WHAT TO PRODUCE:
Reproduce the passage of the Neutrino Project article below word for word, starting at "Neutrinos are there" and ending at "are passing through.".

ARTICLE:
__________________________________________________

G. Rajashekharan , Professor Emeritus, The Institute of Mathematical Sciences (IMSC) Chennai rubbishes the arguments against Neutrino Project in Tamil Nadu - Kerala stretch of Western Ghats. The scientist, associated with the Neutrino project for the past 18 years, allayed fears regarding the threat to ecology, environment and hydel projects. He said the project would be up and running in five years if everything goes smoothly - As told to Gilvester Assary
For the past 18 years we have been struggling for this project. Many scientists and experts are behind it. How can we call ourselves a developing country? Even after 18 years the project has not seen the light of the day. If this stalemate continues who is going to suffer? It is the students of India, especially from Tamil Nadu and Kerala, whose progress will be impeded.
The so called activists are standing against the progress of our own students. Experimental science is nought in our country and very new. It has taken 18 years for us to even put the first step. How can we call ourselves a developing country?
Neutrinos are there all around us, passing through us all the time. In other words 1 lakh crore neutrinos are passing through our body and everybody’s body per sq cm per second. These are absolutely harmless particles, whether we do the experiment or not they are passing through.
It very difficult to track and do experiment and that is why they have to go deep underground. One km of hard rock is required to install a neutrino detector, otherwise the detector will detect all other particles coming in abundance and it will escape detection. All other particles will have to be filtered through one km rock.
We chose this mountain site primarily because it was a completely barren land. When I saw this land I thought we could have gone to Nilgiris and that would have been ideal. The government would have allowed us to construct the
tunnel there and by now experiments would have been going on.

__________________________________________________

SUPPLIED ENTRIES:
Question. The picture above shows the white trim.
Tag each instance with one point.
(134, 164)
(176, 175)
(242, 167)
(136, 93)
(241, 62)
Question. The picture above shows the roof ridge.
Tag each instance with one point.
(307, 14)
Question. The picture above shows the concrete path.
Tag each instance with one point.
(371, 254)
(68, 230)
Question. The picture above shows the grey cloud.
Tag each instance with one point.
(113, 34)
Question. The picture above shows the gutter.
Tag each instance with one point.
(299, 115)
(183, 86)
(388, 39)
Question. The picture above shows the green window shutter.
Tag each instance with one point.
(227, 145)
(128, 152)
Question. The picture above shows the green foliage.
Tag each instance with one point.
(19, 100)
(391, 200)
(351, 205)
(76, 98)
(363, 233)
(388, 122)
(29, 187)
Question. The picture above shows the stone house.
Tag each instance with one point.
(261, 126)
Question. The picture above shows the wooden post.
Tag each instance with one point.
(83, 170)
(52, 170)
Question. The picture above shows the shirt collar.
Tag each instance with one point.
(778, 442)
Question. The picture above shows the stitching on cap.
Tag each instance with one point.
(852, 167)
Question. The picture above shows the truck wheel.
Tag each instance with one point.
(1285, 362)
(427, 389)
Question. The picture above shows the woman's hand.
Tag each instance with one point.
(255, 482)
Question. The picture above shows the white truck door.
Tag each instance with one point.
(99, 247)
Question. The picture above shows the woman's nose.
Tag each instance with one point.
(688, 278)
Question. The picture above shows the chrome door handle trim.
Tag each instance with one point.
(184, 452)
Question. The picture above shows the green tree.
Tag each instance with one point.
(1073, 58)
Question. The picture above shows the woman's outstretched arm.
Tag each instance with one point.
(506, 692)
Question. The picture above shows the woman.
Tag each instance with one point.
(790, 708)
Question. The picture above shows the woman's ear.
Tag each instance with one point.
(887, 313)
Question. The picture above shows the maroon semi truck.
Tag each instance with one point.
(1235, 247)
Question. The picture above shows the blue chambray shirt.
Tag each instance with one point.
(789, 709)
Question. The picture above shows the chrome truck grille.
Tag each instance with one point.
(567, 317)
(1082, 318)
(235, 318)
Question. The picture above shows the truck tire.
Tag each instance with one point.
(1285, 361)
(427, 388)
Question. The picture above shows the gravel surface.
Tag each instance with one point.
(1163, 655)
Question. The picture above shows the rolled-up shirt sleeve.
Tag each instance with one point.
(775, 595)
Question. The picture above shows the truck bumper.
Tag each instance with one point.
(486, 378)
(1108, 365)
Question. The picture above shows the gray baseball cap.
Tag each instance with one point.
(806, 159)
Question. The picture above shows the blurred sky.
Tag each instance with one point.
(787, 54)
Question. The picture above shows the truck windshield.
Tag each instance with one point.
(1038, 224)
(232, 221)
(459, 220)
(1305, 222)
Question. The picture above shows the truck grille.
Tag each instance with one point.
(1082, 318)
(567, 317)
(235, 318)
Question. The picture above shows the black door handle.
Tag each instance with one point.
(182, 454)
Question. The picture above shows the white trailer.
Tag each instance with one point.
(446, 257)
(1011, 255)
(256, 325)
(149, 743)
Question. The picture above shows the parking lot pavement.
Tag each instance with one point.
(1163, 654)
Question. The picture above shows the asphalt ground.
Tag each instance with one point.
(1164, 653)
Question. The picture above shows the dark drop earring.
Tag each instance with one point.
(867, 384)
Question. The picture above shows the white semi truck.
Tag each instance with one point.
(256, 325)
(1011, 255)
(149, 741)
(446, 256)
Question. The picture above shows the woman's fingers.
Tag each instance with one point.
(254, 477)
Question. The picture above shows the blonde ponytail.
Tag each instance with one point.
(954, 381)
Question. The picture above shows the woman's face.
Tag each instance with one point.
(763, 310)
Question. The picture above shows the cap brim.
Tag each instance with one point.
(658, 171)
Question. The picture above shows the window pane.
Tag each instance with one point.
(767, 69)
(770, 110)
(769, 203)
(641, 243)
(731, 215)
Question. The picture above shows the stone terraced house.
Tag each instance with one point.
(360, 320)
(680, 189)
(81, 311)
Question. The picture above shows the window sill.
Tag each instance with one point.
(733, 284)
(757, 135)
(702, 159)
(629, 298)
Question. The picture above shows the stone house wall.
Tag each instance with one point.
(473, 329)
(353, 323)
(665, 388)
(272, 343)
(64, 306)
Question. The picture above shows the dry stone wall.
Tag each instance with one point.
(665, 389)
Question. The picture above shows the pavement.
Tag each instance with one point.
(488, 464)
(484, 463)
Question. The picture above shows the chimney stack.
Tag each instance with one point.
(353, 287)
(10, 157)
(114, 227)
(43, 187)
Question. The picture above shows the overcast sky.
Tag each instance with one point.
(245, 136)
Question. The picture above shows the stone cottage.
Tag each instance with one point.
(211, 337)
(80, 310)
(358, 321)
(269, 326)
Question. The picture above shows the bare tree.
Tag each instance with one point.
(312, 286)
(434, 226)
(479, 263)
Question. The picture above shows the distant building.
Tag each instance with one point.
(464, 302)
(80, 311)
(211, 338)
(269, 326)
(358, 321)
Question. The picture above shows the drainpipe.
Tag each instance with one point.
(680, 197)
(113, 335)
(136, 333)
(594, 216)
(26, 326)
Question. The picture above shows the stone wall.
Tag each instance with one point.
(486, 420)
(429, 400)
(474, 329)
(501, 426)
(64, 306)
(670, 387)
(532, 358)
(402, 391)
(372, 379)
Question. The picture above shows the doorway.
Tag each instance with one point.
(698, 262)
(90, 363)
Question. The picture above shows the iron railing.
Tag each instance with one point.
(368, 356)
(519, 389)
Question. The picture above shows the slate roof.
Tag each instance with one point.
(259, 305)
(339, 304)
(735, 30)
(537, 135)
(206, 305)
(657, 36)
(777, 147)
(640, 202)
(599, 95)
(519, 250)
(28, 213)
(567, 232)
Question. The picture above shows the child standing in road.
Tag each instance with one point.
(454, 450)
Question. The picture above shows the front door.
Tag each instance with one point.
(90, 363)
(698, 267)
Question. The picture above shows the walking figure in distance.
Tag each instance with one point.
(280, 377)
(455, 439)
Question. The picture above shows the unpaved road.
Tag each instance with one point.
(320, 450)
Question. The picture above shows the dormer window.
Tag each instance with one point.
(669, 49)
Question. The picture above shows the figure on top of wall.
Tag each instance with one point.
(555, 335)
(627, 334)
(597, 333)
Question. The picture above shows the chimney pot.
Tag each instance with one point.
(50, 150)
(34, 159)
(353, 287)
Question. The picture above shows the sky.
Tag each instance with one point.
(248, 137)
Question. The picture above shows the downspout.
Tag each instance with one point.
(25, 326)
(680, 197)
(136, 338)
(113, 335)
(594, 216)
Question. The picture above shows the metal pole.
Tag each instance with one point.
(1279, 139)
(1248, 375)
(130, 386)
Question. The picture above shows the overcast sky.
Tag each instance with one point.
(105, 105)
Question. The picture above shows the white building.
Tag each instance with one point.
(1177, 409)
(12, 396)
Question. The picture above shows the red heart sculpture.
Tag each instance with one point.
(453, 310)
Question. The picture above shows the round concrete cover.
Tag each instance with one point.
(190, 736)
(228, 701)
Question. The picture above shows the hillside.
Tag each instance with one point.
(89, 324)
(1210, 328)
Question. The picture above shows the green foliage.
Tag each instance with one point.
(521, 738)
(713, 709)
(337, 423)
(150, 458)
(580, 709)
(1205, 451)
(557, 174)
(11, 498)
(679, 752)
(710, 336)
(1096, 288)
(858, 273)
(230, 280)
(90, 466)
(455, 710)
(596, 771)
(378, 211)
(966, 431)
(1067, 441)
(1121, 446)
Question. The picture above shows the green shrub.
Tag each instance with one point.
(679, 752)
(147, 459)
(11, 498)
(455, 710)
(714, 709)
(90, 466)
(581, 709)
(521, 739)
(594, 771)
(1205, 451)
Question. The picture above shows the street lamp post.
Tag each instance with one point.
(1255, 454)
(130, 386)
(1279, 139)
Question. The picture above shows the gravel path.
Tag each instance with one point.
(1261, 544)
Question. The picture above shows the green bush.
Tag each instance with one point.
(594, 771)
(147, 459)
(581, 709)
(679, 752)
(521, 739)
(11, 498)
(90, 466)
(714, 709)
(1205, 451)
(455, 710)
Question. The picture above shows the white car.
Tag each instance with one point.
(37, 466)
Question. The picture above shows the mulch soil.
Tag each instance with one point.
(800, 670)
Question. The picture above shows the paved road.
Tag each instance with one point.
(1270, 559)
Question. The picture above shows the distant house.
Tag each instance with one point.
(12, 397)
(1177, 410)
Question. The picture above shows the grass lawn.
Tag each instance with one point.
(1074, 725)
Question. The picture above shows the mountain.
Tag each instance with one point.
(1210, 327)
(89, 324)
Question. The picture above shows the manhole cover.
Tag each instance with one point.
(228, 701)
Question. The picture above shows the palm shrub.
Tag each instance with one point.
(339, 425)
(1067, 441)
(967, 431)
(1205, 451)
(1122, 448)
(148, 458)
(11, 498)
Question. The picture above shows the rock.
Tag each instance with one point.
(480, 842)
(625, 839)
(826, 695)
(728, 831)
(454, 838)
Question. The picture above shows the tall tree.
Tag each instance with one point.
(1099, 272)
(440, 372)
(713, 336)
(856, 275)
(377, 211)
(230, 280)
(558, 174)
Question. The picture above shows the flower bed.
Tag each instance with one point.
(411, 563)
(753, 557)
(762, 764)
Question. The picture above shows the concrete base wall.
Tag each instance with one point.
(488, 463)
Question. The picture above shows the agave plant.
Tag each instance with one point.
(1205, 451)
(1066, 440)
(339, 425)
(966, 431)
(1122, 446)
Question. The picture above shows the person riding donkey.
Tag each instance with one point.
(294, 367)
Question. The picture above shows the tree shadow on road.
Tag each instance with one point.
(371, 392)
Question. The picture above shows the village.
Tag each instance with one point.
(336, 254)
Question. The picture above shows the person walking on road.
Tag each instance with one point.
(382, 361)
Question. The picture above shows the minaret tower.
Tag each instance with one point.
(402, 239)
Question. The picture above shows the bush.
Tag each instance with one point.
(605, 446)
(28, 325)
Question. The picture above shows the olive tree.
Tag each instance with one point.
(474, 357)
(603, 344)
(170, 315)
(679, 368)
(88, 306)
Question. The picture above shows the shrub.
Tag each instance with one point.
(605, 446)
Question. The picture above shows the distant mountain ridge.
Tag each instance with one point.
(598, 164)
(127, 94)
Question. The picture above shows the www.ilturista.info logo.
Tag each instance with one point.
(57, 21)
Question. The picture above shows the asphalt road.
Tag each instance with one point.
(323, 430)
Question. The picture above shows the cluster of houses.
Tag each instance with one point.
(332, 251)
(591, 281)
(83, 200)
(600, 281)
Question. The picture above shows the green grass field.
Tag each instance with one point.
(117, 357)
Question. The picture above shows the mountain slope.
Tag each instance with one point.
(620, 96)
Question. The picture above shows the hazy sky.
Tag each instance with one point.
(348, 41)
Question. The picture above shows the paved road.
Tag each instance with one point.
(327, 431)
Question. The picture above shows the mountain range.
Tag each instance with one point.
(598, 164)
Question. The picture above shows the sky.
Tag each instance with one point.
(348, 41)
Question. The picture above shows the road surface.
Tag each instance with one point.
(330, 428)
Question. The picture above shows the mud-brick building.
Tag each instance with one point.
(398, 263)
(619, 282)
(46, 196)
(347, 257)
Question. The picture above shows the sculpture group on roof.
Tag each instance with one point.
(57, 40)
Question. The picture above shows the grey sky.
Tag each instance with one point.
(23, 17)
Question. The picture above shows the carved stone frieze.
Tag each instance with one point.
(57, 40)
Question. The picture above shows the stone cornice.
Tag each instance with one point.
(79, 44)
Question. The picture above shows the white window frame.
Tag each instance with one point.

__________________________________________________

REPLY TO THE EXERCISE:
Neutrinos are there all around us, passing through us all the time. In other words 1 lakh crore neutrinos are passing through our body and everybody’s body per sq cm per second. These are absolutely harmless particles, whether we do the experiment or not they are passing through.